Task material
···
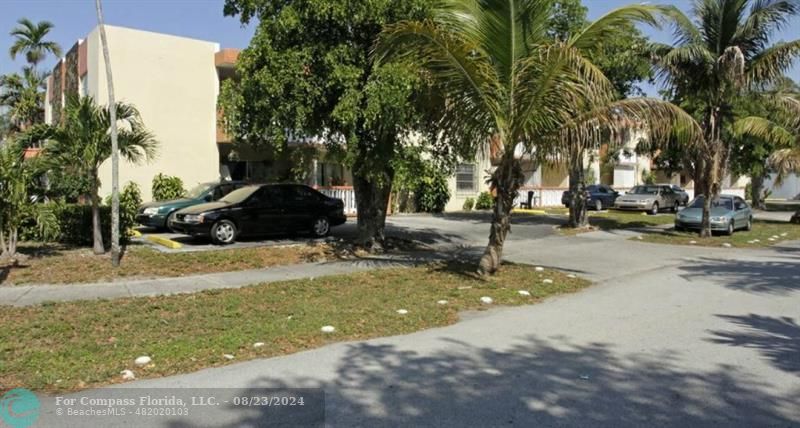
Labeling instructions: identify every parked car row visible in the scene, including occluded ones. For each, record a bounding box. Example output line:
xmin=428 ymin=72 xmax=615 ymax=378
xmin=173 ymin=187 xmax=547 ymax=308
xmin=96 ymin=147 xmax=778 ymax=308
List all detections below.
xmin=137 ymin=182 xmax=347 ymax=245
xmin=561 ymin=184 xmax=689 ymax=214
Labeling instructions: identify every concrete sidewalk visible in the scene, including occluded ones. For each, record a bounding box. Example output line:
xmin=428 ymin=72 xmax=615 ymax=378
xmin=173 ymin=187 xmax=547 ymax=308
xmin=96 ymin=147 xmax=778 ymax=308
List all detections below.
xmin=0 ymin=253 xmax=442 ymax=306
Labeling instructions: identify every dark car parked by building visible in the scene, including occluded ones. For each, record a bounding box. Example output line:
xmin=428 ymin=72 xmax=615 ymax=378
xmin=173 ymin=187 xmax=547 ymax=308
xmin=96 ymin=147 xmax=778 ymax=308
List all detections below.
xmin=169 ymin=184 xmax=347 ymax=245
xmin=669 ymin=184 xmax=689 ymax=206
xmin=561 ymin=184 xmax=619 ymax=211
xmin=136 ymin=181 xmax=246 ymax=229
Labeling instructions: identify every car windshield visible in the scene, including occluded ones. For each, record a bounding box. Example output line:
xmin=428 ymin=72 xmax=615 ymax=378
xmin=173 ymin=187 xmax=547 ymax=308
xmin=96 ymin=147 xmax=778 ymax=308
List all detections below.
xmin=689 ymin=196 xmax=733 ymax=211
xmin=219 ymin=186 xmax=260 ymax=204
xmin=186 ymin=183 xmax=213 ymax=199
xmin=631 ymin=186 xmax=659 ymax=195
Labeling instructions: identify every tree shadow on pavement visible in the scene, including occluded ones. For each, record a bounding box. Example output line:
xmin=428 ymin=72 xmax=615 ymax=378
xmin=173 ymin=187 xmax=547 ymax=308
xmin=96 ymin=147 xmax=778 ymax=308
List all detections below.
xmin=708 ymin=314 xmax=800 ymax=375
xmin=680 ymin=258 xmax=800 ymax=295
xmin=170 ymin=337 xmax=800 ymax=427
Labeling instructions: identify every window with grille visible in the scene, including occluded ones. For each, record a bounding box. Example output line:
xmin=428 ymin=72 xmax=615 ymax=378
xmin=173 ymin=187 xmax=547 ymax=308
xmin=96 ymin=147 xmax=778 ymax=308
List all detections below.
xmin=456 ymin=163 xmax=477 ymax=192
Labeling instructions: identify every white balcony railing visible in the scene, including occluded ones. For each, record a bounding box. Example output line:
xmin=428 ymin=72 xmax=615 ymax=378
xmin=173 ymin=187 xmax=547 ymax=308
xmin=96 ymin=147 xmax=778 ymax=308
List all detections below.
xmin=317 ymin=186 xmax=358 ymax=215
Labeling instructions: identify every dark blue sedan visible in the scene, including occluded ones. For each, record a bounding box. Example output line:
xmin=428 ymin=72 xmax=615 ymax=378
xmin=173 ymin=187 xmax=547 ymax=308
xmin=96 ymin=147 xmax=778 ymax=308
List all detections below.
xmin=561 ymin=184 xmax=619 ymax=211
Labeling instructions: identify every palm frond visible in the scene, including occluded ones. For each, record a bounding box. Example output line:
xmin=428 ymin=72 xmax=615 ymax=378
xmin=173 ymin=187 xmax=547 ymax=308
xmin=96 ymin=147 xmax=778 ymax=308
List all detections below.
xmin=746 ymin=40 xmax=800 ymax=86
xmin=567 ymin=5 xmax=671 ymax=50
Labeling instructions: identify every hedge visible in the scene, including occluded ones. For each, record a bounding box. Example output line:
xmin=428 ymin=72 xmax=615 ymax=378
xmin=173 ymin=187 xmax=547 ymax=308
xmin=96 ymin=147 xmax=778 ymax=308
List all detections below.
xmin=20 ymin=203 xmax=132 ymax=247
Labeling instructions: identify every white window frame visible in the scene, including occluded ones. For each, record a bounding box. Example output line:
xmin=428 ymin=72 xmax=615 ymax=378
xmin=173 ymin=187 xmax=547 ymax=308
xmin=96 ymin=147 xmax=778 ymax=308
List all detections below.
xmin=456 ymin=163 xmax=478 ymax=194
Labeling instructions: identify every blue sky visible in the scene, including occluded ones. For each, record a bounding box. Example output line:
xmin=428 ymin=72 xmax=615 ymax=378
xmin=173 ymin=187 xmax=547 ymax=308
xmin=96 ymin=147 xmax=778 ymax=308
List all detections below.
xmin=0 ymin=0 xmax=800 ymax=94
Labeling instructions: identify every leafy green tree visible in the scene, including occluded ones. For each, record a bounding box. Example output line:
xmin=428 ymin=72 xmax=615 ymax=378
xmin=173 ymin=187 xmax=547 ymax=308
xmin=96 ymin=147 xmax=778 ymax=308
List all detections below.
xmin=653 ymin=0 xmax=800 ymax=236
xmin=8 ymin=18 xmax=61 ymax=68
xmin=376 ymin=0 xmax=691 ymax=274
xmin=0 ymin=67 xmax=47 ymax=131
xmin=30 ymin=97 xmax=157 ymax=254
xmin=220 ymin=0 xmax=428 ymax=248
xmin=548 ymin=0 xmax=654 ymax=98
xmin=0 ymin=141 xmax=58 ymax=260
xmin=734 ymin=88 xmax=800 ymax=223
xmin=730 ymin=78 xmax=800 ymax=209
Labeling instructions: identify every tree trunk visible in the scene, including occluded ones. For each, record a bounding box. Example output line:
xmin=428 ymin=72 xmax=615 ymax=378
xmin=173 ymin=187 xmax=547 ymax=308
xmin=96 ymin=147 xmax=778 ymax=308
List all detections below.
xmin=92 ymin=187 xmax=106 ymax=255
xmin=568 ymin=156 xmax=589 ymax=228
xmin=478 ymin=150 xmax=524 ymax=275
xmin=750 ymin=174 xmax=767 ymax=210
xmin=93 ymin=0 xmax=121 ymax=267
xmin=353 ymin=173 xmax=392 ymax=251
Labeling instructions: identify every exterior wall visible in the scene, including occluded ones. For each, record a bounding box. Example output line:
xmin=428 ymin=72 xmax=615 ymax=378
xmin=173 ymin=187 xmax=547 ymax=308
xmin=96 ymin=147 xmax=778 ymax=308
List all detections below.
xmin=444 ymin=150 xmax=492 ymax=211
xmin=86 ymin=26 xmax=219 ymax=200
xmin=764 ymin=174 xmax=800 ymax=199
···
What you should do
Rewrite the entire listing, changing every "including occluded ones" to "including partially hidden ones" and leaving all other text unchanged. Omit the pictures.

Complete response
Labeling instructions: identify every parked car row visible in the scene, including partially hidden ones. For each, record a bounding box. Example output line:
xmin=428 ymin=72 xmax=615 ymax=378
xmin=173 ymin=187 xmax=547 ymax=308
xmin=96 ymin=147 xmax=778 ymax=308
List all detections below.
xmin=137 ymin=182 xmax=347 ymax=245
xmin=561 ymin=184 xmax=689 ymax=214
Labeling instructions: identify every concrete sidewalk visible in the scene, including partially hidden ones. For each, record a bounding box. Example output line:
xmin=428 ymin=72 xmax=615 ymax=378
xmin=173 ymin=187 xmax=547 ymax=308
xmin=96 ymin=147 xmax=778 ymax=308
List all detections below.
xmin=0 ymin=253 xmax=442 ymax=306
Labeling instructions: identify every dark car parked by building visible in the scene, including partially hidden ones. For each, record a bounding box. Example output line:
xmin=428 ymin=72 xmax=615 ymax=378
xmin=173 ymin=187 xmax=547 ymax=308
xmin=96 ymin=147 xmax=778 ymax=308
List all detections below.
xmin=169 ymin=184 xmax=347 ymax=245
xmin=669 ymin=184 xmax=689 ymax=206
xmin=561 ymin=184 xmax=619 ymax=211
xmin=136 ymin=181 xmax=246 ymax=229
Labeling instructions: identify every car windshield visible in the scene, including partially hidden ones. For each, record a bounding box. Example output line:
xmin=428 ymin=72 xmax=615 ymax=378
xmin=173 ymin=187 xmax=547 ymax=308
xmin=96 ymin=147 xmax=778 ymax=308
List all detections below.
xmin=689 ymin=196 xmax=733 ymax=211
xmin=219 ymin=186 xmax=260 ymax=204
xmin=186 ymin=183 xmax=213 ymax=199
xmin=631 ymin=186 xmax=659 ymax=195
Labeling instructions: identify every tree shadow on pavement visible in the scene, including partially hidden ones. For each, record a bounding box. Example output line:
xmin=428 ymin=72 xmax=615 ymax=378
xmin=173 ymin=187 xmax=547 ymax=308
xmin=96 ymin=147 xmax=778 ymax=308
List all detections below.
xmin=708 ymin=314 xmax=800 ymax=375
xmin=680 ymin=258 xmax=800 ymax=295
xmin=170 ymin=337 xmax=800 ymax=427
Labeling instructions: identify every window with grille visible in the scene, including partially hidden ones. For each, record a bounding box. Example output line:
xmin=428 ymin=72 xmax=615 ymax=378
xmin=173 ymin=187 xmax=547 ymax=308
xmin=96 ymin=147 xmax=778 ymax=308
List all detections below.
xmin=456 ymin=163 xmax=477 ymax=192
Labeling instructions: identify every white balcony railing visible in the scene, including partially hidden ones. For each, record a bounding box. Example output line:
xmin=428 ymin=72 xmax=615 ymax=378
xmin=173 ymin=187 xmax=547 ymax=308
xmin=96 ymin=147 xmax=778 ymax=308
List all detections below.
xmin=317 ymin=186 xmax=358 ymax=215
Labeling instructions: identify every dark blue sedan visible in the scene, including partially hidden ones. For each, record a bounding box. Example output line:
xmin=428 ymin=72 xmax=615 ymax=378
xmin=173 ymin=187 xmax=547 ymax=308
xmin=96 ymin=147 xmax=778 ymax=308
List all detections below.
xmin=561 ymin=184 xmax=619 ymax=211
Labeling instructions: identify every palm frond visible in the scene, including partially hidden ones. For each, record a bounding box. Example output line:
xmin=428 ymin=72 xmax=615 ymax=378
xmin=173 ymin=187 xmax=547 ymax=308
xmin=96 ymin=147 xmax=778 ymax=308
List all detections below.
xmin=746 ymin=40 xmax=800 ymax=86
xmin=567 ymin=5 xmax=671 ymax=50
Labeling instructions: identify every hedge visible in the scene, including partially hidden ones. For each, record a bounding box. Example output line:
xmin=428 ymin=72 xmax=615 ymax=378
xmin=173 ymin=187 xmax=547 ymax=308
xmin=96 ymin=147 xmax=778 ymax=308
List all detections below.
xmin=20 ymin=203 xmax=132 ymax=247
Labeling instructions: identify every white window frame visible in the scene, including partially hidden ones. For each, record a bounding box. Example output line:
xmin=428 ymin=72 xmax=615 ymax=378
xmin=173 ymin=187 xmax=547 ymax=308
xmin=96 ymin=147 xmax=778 ymax=308
List all detections below.
xmin=456 ymin=163 xmax=478 ymax=194
Labeling instructions: identify every blue sky visible in the scene, including partially hidden ones. For each, record a bounding box. Example output line:
xmin=428 ymin=72 xmax=615 ymax=378
xmin=173 ymin=187 xmax=547 ymax=308
xmin=96 ymin=147 xmax=778 ymax=308
List all detections below.
xmin=0 ymin=0 xmax=800 ymax=94
Labeling instructions: identify every leafy green tree visible in the scene, including partially hidden ones. For each, record a bounding box. Example output line:
xmin=428 ymin=72 xmax=615 ymax=378
xmin=173 ymin=187 xmax=547 ymax=308
xmin=96 ymin=147 xmax=778 ymax=308
List all detections below.
xmin=653 ymin=0 xmax=800 ymax=236
xmin=8 ymin=18 xmax=61 ymax=68
xmin=376 ymin=0 xmax=691 ymax=274
xmin=0 ymin=67 xmax=47 ymax=131
xmin=30 ymin=97 xmax=157 ymax=254
xmin=220 ymin=0 xmax=428 ymax=248
xmin=548 ymin=0 xmax=654 ymax=98
xmin=0 ymin=141 xmax=58 ymax=260
xmin=734 ymin=88 xmax=800 ymax=223
xmin=730 ymin=78 xmax=800 ymax=209
Labeling instructions: identify every tree trunk visible in the scene, including partially hidden ones. For each, record a bounding box. Example output line:
xmin=428 ymin=72 xmax=615 ymax=378
xmin=173 ymin=187 xmax=547 ymax=308
xmin=96 ymin=147 xmax=778 ymax=308
List all detections below.
xmin=92 ymin=187 xmax=106 ymax=255
xmin=568 ymin=156 xmax=589 ymax=228
xmin=478 ymin=150 xmax=524 ymax=275
xmin=750 ymin=174 xmax=767 ymax=210
xmin=93 ymin=0 xmax=121 ymax=267
xmin=353 ymin=173 xmax=392 ymax=251
Labeling instructions: identify every exterior wall visible in the scene, including partially hidden ones. For each, record a bounding box. Example output line:
xmin=428 ymin=72 xmax=615 ymax=378
xmin=173 ymin=187 xmax=547 ymax=308
xmin=96 ymin=147 xmax=778 ymax=308
List all detections below.
xmin=444 ymin=150 xmax=492 ymax=211
xmin=86 ymin=26 xmax=219 ymax=200
xmin=764 ymin=174 xmax=800 ymax=199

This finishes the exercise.